## How to complete this task
Please find every line below that includes "gray" and report how many there are. Nothing else is needed.
BEGIN
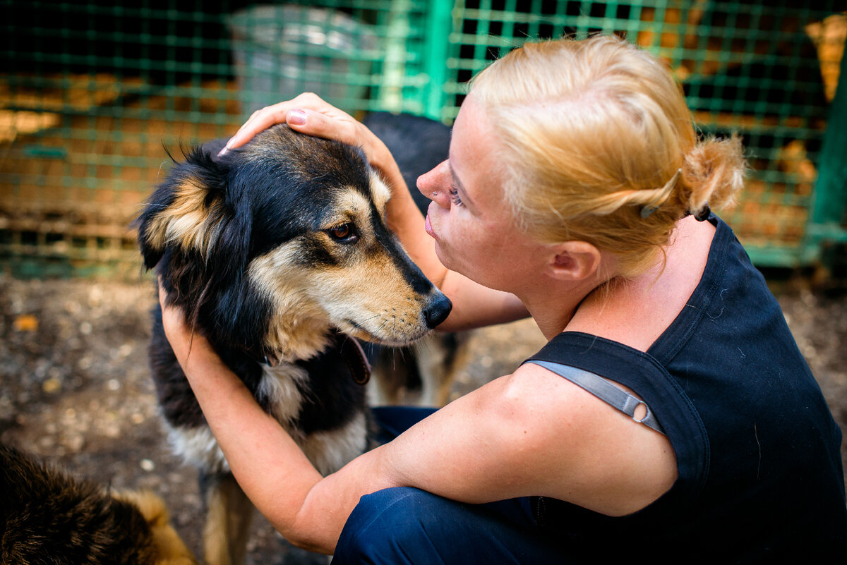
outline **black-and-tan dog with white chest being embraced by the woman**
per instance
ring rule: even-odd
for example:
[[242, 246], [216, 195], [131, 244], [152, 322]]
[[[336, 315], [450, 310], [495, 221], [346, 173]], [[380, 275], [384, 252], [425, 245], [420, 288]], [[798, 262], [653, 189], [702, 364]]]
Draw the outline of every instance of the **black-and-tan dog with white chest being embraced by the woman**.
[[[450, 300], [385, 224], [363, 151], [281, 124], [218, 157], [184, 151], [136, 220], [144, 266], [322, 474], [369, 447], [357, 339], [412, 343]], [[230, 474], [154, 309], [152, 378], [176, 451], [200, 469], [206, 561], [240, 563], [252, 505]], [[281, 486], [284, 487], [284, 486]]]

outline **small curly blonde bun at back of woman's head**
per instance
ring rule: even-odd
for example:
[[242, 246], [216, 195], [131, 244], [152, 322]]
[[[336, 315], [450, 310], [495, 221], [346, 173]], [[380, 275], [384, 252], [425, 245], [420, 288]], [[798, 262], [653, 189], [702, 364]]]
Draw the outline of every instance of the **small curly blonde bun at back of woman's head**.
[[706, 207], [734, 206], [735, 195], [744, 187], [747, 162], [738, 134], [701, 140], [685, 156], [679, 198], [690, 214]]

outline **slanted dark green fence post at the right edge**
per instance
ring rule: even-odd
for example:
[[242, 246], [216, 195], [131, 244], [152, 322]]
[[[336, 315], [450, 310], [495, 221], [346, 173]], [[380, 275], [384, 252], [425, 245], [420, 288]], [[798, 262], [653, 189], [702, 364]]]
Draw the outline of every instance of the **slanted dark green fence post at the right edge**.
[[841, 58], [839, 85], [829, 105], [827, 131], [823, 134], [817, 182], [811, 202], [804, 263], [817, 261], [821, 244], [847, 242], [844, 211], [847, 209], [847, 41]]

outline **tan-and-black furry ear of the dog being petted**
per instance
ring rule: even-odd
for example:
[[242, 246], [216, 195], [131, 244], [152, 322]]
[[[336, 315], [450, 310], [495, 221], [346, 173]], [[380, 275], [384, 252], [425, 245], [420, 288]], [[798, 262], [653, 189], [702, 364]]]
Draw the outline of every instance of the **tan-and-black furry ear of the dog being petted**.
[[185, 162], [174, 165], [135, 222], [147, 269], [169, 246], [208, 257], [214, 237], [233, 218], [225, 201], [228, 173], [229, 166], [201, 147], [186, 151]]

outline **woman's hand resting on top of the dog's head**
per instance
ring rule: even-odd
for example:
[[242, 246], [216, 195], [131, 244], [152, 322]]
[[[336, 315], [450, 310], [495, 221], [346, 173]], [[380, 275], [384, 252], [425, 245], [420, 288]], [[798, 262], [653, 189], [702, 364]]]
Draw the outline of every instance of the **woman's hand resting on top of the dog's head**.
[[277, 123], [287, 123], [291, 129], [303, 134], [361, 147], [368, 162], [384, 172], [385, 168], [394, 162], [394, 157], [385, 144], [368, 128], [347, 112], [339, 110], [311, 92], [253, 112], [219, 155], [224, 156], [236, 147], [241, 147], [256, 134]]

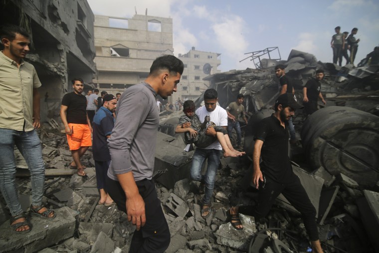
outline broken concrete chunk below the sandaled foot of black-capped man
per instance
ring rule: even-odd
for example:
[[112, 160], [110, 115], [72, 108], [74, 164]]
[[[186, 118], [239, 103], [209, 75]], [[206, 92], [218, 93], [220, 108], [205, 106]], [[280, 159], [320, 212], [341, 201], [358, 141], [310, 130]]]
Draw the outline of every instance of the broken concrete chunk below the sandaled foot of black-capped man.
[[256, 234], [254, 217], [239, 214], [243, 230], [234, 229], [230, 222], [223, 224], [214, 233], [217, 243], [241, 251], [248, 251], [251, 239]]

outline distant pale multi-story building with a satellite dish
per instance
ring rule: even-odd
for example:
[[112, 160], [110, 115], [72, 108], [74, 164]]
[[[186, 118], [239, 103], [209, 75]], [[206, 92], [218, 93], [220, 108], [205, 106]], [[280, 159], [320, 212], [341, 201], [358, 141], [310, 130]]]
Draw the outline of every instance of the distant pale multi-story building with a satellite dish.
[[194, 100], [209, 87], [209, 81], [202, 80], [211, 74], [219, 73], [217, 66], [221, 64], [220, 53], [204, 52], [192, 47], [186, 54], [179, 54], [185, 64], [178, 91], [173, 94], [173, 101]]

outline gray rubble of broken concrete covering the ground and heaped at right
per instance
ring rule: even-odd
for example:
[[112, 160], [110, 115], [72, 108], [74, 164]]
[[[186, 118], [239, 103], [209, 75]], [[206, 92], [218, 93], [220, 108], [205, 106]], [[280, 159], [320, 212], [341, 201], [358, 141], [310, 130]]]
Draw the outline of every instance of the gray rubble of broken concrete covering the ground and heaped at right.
END
## Exercise output
2